Duplicate each of the following items line for line, with no changes.
— start WORKING DATA —
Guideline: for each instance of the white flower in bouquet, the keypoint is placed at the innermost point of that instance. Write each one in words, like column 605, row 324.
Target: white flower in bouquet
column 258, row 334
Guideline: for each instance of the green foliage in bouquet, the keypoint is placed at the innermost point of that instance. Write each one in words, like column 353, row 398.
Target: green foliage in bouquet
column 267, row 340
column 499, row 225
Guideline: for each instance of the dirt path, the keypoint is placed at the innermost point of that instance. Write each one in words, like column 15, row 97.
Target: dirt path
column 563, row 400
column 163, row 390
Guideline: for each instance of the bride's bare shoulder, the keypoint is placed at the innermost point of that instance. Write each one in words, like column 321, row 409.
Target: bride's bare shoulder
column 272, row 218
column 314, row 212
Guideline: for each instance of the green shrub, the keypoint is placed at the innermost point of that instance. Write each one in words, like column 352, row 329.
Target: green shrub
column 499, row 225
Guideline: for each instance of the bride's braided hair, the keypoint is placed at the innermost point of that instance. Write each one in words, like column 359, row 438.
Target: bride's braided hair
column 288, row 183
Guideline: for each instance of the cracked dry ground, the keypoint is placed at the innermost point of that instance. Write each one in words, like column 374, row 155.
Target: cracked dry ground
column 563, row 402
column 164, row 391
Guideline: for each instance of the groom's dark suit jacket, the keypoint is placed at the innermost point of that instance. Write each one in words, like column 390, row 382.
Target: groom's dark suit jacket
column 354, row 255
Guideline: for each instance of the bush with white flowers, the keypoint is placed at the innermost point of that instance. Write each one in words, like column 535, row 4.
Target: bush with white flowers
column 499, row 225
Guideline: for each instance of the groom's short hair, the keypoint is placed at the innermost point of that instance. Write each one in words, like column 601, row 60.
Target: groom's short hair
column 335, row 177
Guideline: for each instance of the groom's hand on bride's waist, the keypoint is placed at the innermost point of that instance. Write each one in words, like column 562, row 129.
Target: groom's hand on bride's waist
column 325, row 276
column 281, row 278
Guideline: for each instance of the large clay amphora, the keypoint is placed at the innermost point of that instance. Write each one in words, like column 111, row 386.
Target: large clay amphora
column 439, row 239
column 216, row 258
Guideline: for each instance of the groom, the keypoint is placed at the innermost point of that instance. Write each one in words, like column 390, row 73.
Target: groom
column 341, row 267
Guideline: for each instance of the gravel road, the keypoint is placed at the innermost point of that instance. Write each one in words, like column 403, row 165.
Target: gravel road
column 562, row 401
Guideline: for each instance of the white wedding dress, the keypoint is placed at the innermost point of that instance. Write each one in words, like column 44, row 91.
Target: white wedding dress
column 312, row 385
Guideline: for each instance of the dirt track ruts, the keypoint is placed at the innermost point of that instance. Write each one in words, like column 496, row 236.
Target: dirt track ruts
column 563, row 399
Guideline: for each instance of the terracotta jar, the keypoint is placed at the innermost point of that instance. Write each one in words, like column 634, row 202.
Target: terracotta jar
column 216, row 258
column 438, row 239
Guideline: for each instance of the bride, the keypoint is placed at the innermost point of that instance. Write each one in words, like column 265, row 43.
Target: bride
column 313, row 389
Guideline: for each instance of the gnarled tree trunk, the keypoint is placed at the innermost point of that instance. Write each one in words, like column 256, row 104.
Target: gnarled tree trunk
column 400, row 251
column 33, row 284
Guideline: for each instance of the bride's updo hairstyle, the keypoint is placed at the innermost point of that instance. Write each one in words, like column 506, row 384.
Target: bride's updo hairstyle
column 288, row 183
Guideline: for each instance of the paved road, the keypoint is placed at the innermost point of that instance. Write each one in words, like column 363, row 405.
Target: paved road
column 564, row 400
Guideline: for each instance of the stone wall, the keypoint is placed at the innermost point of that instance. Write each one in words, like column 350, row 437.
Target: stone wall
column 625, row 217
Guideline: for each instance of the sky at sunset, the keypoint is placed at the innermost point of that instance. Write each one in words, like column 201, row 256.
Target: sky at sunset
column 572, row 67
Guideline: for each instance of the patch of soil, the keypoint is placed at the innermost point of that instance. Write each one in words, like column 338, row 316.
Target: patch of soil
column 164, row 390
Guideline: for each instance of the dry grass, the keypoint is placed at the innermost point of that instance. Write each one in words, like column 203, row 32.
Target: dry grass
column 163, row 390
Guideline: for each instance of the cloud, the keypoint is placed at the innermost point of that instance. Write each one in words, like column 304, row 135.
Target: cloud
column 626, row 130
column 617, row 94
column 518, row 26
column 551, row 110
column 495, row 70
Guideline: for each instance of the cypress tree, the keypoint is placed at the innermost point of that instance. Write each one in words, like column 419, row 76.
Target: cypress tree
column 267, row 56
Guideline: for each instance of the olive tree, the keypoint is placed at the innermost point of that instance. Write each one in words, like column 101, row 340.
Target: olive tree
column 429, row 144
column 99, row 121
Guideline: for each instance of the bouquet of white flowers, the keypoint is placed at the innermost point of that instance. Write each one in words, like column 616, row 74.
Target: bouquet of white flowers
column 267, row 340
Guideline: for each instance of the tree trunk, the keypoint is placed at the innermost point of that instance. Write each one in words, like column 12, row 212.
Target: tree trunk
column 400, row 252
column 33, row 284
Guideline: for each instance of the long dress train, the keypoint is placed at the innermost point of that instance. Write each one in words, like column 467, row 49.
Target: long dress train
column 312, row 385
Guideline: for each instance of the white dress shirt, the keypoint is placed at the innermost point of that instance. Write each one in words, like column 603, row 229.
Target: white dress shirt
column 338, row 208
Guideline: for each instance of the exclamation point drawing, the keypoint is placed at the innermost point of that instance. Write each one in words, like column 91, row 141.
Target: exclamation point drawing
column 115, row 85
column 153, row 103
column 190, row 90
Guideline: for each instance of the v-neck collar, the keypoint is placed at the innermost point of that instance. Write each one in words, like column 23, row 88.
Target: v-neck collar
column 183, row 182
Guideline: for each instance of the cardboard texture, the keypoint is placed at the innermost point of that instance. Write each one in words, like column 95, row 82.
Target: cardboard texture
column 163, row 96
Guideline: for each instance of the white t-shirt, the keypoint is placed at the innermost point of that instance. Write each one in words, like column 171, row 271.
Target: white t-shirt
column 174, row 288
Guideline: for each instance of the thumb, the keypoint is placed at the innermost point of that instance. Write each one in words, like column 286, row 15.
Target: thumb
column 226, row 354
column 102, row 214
— end WORKING DATA —
▸ **RESPONSE BELOW**
Guideline: for each instance of the white flower in bouquet, the keypoint is placed at the innermost point of that instance. Write each one in words, like column 605, row 324.
Target: white flower in bouquet
column 258, row 334
Guideline: for each instance of the green foliage in bouquet, the keypoint is placed at the innermost point of that instance. Write each one in words, like column 353, row 398.
Target: green foliage in bouquet
column 267, row 340
column 499, row 225
Guideline: for each instance of the dirt path, the keypoint is placed at the innermost point of that instance. Write each one in words, like column 15, row 97.
Target: dirt path
column 563, row 400
column 163, row 390
Guideline: for each instance of the bride's bare shoulder, the keypoint is placed at the innermost point of that instance. Write each one in words, like column 321, row 409.
Target: bride's bare shoulder
column 272, row 218
column 314, row 212
Guideline: for each instance of the green shrub, the keypoint is placed at the innermost point of that instance. Write each one in words, like column 352, row 329.
Target: green shrub
column 499, row 225
Guideline: for each instance of the bride's braided hair, the keypoint is placed at the innermost point of that instance. Write each one in words, like column 359, row 438.
Target: bride's braided hair
column 288, row 183
Guideline: for each instance of the cracked dry ground, the keypoint is placed at the innermost point of that instance. Write each one in words, like column 374, row 155.
Target: cracked dry ground
column 563, row 402
column 164, row 391
Guideline: for each instance of the groom's dark suit jacket, the keypoint is placed at the innermost point of that instance. Write each one in words, like column 390, row 382.
Target: groom's dark suit jacket
column 354, row 255
Guideline: for each instance of the bush with white flowers, the keypoint is placed at the innermost point of that instance. Write each one in words, like column 535, row 4.
Target: bush with white flowers
column 499, row 225
Guideline: for each instance of the groom's short hair, the keypoint is placed at the innermost point of that instance. Write each one in words, like column 601, row 60.
Target: groom's short hair
column 335, row 177
Guideline: for each instance of the groom's hand on bride's waist, the keypoint is placed at the innermost point of that instance. Write each one in words, like column 562, row 129.
Target: groom's hand on bride's waist
column 325, row 276
column 281, row 278
Guideline: for each instance of the large clay amphora, the keypoint is placed at the innermost point of that instance. Write each one in words, like column 111, row 386.
Target: large clay amphora
column 439, row 239
column 216, row 258
Guideline: for each instance of the groom, the keypoint is placed at the innermost point of that instance. Write each one in words, like column 390, row 73.
Target: groom
column 341, row 267
Guideline: for each instance of the gravel road, the keypoint is placed at the innermost point of that instance. Write each one in words, like column 403, row 165.
Target: gravel road
column 562, row 401
Guideline: for each instance of the white wedding dress, the keypoint is placed at the innermost point of that instance. Write each one in words, like column 44, row 91.
Target: white wedding dress
column 312, row 385
Guideline: for each instance of the dirt track ruts, the keypoint is placed at the innermost point of that instance. Write each one in words, like column 496, row 236.
Target: dirt track ruts
column 563, row 399
Guideline: for each instance of the terracotta jar, the keypoint is placed at the innermost point of that instance. Write each one in words, like column 634, row 202.
Target: terracotta jar
column 216, row 258
column 438, row 239
Guideline: for each instance of the bride, the keypoint is placed at the innermost point of that instance. Write each one in words, like column 265, row 43.
Target: bride
column 313, row 389
Guideline: for each instance of the gnarled tree trunk, the keypoint is placed at the innermost point of that instance. Write each one in words, like column 256, row 104.
Target: gnarled tree trunk
column 400, row 251
column 33, row 284
Guideline: for each instance of the bride's updo hairstyle, the keypoint is placed at the innermost point of that instance. Write each one in words, like column 506, row 384.
Target: bride's updo hairstyle
column 288, row 183
Guideline: for each instance of the paved road, the keypoint is placed at the innermost point of that instance. Write each one in words, like column 363, row 405.
Target: paved road
column 564, row 400
Guideline: for each instance of the stone wall, the keypoint is placed at the innermost point of that instance. Write each one in words, like column 350, row 437.
Target: stone wall
column 625, row 217
Guideline: for each instance of the sky at sunset, the keypoint is placed at the innermost point of that instance. Write each one in words, like column 201, row 256.
Target: sky at sunset
column 572, row 67
Guideline: for each instance of the patch of soil, the keypoint is placed at the innermost point of that instance. Write each one in words, like column 338, row 316.
Target: patch of soil
column 164, row 390
Guideline: for each instance of the dry grass, the keypoint is placed at the innermost point of that instance. Write each one in words, like column 203, row 32.
Target: dry grass
column 163, row 390
Guideline: for each instance of the cloud, the keypoint is placed at the innermost point of that instance. Write each one in words, like column 304, row 135.
Target: cloud
column 626, row 130
column 617, row 94
column 518, row 26
column 551, row 110
column 495, row 70
Guideline: for each instance of the cypress tree, the keypoint is placed at the innermost point of that instance. Write each one in words, like column 419, row 76.
Target: cypress tree
column 267, row 56
Guideline: for each instance of the olive tree, the keypoint is placed at the innermost point of that instance. Write each one in words, like column 101, row 340.
Target: olive tree
column 429, row 144
column 99, row 121
Guideline: for each instance of the bouquet of white flowers, the keypoint is placed at the innermost point of that instance. Write each one in words, like column 616, row 74.
Target: bouquet of white flowers
column 267, row 340
Guideline: for each instance of the tree trunk, the keypoint is placed at the innermost point of that instance. Write each one in words, like column 12, row 212.
Target: tree trunk
column 400, row 252
column 33, row 284
Guideline: for each instance of the long dress train, the keypoint is placed at the innermost point of that instance. Write each one in words, like column 467, row 49.
Target: long dress train
column 312, row 385
Guideline: for each instance of the white dress shirt, the keypoint is placed at the innermost point of that instance. Write each one in words, like column 603, row 229.
Target: white dress shirt
column 338, row 208
Guideline: for each instance of the exclamation point drawing, the keypoint is placed at the innermost point of that instance. Write each one in words, like column 91, row 141.
Target: exclamation point drawing
column 115, row 85
column 153, row 103
column 190, row 90
Guideline: for each instance of the v-neck collar, the keypoint is placed at the innermost point of that instance. Write each one in words, like column 23, row 88.
Target: v-neck collar
column 183, row 182
Guideline: for each instance of the cardboard texture, the keypoint is placed at the innermost point of that instance. Write each one in words, like column 95, row 82.
Target: cardboard texture
column 163, row 96
Guideline: for each instance of the white t-shirt, the keypoint is placed at the innermost point of that instance. Write each one in words, like column 171, row 271.
Target: white t-shirt
column 174, row 288
Guideline: for each instance of the thumb, the keypoint is placed at the innermost point of that instance. Write each one in words, like column 286, row 15.
Target: thumb
column 226, row 354
column 102, row 214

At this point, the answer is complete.